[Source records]
★ ★ ★ ★
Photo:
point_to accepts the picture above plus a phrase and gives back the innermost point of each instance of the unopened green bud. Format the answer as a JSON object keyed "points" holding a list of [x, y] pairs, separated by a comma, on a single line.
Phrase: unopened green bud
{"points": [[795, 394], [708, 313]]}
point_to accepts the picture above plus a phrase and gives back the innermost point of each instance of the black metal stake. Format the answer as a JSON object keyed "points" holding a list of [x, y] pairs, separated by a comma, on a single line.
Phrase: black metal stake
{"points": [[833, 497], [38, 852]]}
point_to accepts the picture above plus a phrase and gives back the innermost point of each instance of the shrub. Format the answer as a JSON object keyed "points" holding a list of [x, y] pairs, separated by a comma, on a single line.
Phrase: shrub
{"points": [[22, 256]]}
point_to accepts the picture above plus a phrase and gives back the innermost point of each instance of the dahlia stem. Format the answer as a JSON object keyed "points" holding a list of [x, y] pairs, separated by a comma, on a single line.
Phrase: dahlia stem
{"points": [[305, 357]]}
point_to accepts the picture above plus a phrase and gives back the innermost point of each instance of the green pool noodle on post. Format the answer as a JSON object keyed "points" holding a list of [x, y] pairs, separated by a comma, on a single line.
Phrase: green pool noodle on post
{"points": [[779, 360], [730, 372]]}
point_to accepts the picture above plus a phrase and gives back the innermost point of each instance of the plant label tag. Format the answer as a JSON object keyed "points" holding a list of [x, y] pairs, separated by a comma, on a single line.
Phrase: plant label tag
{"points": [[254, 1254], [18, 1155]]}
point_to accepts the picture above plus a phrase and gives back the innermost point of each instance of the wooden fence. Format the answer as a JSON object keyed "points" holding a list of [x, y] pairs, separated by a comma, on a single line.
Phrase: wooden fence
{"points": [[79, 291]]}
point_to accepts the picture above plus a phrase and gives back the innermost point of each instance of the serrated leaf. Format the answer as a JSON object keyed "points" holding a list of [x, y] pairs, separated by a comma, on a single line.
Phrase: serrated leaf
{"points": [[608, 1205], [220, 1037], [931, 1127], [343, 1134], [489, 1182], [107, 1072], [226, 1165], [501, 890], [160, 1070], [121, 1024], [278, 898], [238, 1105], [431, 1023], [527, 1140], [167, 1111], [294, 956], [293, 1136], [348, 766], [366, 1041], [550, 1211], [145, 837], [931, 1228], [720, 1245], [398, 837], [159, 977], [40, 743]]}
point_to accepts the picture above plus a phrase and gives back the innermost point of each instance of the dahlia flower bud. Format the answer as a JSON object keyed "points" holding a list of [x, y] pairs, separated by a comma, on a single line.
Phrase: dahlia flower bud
★ ★ ★ ★
Output each line of the records above as a numbered list, omitting any blank lines.

EXERCISE OUTPUT:
1. Photo:
2. point_to accepts the picture above plus a phrase and gives back the innermost point of each instance of the unopened green bud. Format the answer as a JSON object keyed "points" holding a list of [x, y] pairs, separated by a comma, on a single line.
3. Phrase: unopened green bud
4. {"points": [[795, 394], [708, 313]]}
5. point_to accepts the picture above plus a phrase and gives back the innermost point of each instance of the black metal stake. Format the answer as a JSON object keyed "points" holding a list of [x, y] pairs, separated by a comma, on a single line.
6. Phrase: black metal stake
7. {"points": [[833, 497], [38, 852]]}
8. point_to accepts the picture above plus a phrase and gives back the innermost point of each instance of the shrub. Format the answer as a JSON object keyed "points" holding a list of [x, y] pairs, separated by a comma, on a single line.
9. Phrase: shrub
10. {"points": [[22, 256]]}
11. point_to accepts the picture above plus a phrase and gives back the innermost point of each instance of the dahlia stem. Format the answer as a JSON object keyed "points" holding a list of [x, y] pairs, separated by a comma, on a single line.
12. Phrase: dahlia stem
13. {"points": [[305, 357]]}
14. point_to accepts the picture above plus a phrase and gives back the innermost point of each instance of the green pool noodle on post. Format the answer as a JSON object keyed "points" holding a list of [x, y] pairs, separated by a comma, on a single line.
15. Phrase: green pool noodle on post
16. {"points": [[779, 360], [730, 372]]}
17. point_to accepts the picture above plus a phrase and gives back the innermost point of each instance of the plant label tag. Format the answer as a JSON object keyed "points" holding a list of [x, y] pairs, separated by a comma, on a single line.
18. Phrase: plant label tag
19. {"points": [[254, 1254], [18, 1155]]}
20. point_to accepts the picture above plus a phrase and gives back the innermost point of each instance of the wooden fence. Format the answer as a JSON object keyed "points" holding a list of [x, y] pairs, separated by a comma, on a single line.
21. Phrase: wooden fence
22. {"points": [[79, 291]]}
23. point_to accepts the picture above plus a phrase and gives back the innermost point of each instance of the serrated leaf. Format the answer as a JSON object keyed "points" holding a list of [x, y] pairs, separated by a comma, on a single line.
24. Phrase: serrated leaf
25. {"points": [[608, 1205], [220, 1037], [931, 1127], [343, 1134], [489, 1182], [107, 1072], [226, 1165], [501, 890], [160, 1070], [121, 1024], [278, 898], [238, 1105], [431, 1023], [527, 1140], [167, 1111], [294, 956], [293, 1136], [348, 766], [366, 1041], [550, 1211], [145, 837], [931, 1228], [720, 1245], [398, 837], [159, 977], [40, 743]]}
26. point_to accepts the picture above plus a phrase and gives back the innermost point of each instance of the dahlia flower bud. Format the answer as a JSON object keyed "points" holding a list of [x, y] pairs, separated by a comma, on a single line.
27. Phrase: dahlia flower bud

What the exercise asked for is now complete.